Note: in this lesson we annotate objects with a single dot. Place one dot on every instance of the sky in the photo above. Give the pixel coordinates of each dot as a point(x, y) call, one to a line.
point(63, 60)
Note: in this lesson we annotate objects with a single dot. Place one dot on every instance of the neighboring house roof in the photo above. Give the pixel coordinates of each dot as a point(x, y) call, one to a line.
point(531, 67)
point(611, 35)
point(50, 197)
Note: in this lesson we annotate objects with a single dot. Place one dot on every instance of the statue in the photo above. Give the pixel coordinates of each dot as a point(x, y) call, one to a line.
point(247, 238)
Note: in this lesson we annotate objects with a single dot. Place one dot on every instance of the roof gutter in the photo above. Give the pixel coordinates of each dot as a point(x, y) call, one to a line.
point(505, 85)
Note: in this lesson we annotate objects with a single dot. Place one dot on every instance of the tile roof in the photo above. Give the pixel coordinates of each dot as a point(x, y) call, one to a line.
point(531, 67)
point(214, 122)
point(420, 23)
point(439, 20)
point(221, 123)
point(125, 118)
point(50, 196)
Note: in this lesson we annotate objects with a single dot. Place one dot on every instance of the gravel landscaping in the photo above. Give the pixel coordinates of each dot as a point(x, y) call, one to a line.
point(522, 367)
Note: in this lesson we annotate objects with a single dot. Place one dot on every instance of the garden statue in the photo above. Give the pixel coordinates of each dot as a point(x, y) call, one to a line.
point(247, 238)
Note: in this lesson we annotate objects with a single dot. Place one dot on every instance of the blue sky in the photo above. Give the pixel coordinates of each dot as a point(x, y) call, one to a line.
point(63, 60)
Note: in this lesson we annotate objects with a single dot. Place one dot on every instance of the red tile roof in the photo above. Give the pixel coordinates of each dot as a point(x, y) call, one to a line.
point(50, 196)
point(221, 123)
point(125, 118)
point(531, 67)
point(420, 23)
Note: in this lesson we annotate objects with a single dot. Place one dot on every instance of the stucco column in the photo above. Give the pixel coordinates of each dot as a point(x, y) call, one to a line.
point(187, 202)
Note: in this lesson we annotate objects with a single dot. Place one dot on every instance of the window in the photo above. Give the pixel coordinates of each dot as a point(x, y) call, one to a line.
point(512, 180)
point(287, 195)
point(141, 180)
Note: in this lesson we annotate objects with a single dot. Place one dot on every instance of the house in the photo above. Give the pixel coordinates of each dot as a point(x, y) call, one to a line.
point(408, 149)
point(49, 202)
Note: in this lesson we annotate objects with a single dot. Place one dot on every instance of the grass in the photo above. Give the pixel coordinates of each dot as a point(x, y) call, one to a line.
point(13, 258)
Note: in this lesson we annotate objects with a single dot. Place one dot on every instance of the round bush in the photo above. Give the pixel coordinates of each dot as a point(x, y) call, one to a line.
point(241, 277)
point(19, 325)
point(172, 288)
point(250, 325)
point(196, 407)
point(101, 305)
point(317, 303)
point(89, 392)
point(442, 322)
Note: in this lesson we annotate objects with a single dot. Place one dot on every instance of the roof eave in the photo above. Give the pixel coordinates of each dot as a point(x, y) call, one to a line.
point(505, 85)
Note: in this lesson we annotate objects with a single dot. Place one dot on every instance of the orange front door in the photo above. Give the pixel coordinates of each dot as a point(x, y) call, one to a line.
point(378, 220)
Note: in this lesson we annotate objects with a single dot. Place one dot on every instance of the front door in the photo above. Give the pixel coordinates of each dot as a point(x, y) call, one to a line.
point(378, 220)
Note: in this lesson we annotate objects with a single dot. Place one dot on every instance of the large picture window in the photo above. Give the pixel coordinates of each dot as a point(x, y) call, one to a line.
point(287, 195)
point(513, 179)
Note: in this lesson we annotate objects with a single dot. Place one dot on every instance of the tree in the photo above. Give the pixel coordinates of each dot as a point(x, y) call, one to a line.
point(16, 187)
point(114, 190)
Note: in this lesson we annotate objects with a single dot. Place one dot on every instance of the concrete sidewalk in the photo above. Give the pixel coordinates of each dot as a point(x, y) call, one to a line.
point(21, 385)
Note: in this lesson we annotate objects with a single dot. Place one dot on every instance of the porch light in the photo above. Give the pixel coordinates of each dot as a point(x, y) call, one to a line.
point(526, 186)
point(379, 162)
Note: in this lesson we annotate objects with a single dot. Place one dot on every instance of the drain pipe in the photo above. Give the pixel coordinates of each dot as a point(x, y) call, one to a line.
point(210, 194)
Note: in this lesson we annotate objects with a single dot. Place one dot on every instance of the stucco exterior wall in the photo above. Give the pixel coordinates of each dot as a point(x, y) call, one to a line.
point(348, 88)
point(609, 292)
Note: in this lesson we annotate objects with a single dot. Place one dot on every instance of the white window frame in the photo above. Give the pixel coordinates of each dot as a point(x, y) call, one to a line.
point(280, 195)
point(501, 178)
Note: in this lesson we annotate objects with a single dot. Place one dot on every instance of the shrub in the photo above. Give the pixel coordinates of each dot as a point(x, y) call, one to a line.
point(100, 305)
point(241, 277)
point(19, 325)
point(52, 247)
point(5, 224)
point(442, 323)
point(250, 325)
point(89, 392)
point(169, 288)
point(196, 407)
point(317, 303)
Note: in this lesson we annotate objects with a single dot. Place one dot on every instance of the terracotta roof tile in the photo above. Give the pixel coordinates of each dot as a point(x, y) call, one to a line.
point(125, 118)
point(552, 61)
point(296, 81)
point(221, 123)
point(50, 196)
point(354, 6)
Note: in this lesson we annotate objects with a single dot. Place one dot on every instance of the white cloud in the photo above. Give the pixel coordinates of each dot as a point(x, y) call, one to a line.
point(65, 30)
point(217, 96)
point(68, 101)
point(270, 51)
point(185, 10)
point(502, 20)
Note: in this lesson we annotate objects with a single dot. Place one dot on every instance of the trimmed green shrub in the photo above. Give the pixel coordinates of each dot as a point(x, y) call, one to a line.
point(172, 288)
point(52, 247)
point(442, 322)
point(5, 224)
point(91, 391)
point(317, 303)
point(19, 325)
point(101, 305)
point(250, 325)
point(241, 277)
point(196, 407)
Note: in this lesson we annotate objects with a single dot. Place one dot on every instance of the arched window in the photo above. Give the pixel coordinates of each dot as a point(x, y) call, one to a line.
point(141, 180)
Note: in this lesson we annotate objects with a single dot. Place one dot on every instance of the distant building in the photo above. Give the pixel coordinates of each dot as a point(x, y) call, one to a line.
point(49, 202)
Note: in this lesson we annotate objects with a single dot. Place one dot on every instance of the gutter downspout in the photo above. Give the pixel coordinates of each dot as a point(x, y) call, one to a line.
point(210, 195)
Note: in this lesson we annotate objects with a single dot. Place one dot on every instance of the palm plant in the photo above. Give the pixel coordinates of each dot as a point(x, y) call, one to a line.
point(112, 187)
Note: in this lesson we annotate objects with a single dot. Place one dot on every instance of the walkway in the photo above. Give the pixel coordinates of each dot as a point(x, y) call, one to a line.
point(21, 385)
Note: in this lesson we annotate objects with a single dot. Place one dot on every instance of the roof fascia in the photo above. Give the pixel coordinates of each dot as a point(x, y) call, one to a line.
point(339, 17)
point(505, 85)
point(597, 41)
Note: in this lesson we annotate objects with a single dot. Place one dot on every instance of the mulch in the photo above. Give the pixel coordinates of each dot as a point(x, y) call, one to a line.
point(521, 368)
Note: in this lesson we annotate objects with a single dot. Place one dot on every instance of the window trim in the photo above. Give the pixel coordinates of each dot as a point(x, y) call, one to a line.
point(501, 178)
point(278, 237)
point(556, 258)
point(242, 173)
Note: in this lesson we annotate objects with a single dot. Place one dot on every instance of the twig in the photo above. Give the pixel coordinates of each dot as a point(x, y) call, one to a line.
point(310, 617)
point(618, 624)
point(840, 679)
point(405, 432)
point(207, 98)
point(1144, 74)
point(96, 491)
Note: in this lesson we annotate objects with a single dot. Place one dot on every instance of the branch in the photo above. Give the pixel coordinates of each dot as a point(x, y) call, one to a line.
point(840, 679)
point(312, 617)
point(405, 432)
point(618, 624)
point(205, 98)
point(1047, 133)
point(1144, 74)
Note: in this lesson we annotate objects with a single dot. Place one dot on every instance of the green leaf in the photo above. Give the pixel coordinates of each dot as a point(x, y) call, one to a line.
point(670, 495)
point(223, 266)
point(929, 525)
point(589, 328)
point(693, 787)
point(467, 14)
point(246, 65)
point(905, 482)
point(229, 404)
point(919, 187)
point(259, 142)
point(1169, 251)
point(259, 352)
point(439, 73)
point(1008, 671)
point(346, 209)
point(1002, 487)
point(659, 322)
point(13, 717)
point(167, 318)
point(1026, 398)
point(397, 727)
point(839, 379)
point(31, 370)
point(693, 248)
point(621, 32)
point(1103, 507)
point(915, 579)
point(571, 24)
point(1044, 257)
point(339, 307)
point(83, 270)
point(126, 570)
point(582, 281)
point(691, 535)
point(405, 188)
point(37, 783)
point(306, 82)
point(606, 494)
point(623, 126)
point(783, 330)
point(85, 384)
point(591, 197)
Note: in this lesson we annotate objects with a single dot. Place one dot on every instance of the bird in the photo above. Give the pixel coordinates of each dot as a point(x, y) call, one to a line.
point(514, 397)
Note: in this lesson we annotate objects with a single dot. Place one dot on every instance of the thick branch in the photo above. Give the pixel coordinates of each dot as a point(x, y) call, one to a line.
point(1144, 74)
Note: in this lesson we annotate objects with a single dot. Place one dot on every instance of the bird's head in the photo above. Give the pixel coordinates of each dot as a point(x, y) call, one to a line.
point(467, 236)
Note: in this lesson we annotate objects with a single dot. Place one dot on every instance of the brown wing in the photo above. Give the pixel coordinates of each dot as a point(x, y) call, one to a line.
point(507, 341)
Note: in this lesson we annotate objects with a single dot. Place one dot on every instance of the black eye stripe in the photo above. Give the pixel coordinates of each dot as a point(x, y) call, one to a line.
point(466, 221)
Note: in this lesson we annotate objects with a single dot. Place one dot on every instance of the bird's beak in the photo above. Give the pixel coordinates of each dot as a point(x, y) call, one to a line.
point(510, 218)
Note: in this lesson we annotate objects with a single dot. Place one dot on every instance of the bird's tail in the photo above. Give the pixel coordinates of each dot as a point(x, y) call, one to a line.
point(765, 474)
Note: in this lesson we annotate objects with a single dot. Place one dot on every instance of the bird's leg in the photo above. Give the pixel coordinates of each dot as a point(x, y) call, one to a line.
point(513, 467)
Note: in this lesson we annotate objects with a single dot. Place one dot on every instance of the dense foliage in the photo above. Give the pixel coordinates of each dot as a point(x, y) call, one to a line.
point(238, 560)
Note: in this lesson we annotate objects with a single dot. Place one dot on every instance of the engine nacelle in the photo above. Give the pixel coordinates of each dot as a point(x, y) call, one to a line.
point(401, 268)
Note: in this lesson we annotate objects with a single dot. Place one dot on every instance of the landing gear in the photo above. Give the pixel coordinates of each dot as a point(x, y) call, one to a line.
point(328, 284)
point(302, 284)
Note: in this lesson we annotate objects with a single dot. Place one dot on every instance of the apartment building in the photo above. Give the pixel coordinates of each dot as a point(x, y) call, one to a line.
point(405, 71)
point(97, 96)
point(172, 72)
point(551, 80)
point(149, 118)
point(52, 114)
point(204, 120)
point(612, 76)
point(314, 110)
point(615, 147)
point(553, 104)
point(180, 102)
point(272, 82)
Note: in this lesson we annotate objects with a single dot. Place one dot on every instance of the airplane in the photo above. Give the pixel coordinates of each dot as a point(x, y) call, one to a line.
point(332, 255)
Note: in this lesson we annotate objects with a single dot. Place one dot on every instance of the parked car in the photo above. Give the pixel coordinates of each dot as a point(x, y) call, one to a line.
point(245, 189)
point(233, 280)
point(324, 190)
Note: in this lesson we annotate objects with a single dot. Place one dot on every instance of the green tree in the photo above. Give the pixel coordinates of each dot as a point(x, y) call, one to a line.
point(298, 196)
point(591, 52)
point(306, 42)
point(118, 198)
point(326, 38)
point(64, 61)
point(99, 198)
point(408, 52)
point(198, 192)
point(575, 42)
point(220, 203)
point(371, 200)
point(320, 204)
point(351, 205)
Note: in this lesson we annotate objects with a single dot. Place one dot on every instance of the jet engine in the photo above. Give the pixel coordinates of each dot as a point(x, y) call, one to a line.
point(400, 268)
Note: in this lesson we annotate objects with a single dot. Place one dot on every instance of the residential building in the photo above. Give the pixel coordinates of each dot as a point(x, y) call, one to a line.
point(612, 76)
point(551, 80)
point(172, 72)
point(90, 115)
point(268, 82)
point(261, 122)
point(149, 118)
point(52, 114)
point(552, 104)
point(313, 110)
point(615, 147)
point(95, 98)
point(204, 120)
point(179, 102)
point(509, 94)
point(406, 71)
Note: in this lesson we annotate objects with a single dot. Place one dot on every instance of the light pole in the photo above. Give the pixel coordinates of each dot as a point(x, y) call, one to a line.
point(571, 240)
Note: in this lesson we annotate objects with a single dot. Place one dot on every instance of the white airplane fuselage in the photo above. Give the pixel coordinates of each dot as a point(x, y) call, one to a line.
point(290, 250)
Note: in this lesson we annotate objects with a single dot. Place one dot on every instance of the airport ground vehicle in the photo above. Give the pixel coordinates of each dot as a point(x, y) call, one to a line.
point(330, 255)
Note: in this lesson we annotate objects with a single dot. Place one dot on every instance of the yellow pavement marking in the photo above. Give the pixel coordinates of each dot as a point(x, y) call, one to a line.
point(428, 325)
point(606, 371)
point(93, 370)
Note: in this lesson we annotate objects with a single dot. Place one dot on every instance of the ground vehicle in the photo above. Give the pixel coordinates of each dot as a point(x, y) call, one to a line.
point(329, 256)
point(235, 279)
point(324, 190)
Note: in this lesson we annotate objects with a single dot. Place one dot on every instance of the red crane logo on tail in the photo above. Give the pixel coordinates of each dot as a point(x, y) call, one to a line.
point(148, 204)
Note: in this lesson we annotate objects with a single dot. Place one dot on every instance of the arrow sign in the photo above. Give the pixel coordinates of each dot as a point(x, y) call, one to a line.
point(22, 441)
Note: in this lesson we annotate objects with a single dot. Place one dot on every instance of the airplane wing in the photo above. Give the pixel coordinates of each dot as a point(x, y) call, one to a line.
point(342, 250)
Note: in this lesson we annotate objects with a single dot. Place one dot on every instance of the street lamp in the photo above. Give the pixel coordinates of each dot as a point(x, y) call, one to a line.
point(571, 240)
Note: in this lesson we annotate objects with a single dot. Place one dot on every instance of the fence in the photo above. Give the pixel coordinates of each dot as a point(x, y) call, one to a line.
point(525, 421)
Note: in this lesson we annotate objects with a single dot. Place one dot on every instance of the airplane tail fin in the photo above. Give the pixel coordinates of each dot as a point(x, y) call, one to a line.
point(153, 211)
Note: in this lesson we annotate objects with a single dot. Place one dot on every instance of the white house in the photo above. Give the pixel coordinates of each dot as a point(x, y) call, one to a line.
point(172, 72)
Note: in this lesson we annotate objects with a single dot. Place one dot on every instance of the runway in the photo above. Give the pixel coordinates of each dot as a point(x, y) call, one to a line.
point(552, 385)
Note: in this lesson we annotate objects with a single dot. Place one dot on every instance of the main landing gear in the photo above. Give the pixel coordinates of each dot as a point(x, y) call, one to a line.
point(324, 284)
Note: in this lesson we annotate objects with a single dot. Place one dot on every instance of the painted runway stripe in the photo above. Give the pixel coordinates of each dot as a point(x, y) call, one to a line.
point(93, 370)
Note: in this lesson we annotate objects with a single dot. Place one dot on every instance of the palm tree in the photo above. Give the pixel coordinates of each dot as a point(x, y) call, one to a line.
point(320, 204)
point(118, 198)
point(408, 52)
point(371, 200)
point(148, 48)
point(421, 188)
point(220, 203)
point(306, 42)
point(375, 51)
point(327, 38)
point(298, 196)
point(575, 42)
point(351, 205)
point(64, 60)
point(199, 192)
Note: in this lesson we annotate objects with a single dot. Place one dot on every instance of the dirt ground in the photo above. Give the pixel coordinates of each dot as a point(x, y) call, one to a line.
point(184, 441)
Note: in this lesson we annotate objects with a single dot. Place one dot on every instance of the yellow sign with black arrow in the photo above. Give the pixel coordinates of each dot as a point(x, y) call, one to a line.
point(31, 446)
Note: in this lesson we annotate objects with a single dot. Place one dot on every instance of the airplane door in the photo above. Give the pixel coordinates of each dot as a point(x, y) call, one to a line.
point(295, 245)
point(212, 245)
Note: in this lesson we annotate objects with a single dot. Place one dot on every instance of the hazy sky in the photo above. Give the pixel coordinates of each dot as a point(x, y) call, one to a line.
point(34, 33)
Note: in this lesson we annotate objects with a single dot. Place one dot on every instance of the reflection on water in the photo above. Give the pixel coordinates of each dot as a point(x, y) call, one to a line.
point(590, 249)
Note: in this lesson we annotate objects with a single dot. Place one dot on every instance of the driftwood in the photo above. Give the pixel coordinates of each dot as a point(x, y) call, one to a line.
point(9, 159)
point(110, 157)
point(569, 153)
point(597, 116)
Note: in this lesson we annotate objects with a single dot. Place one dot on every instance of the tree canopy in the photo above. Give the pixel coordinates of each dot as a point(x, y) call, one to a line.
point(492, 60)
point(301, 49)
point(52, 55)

^^^^

▶ Problem requirements
Copy the stretch of the records from the line containing "the palm plant" through the line containing "point(112, 187)", swapping "palm plant" for "potted palm" and keeping everything else unchanged.

▶ Response to this exercise
Note: in this lesson we annotate objects with a single dot. Place one dot on every instance of the potted palm in the photo above. Give the pixel coordinates of each dot as a point(x, y) call, one to a line.
point(112, 187)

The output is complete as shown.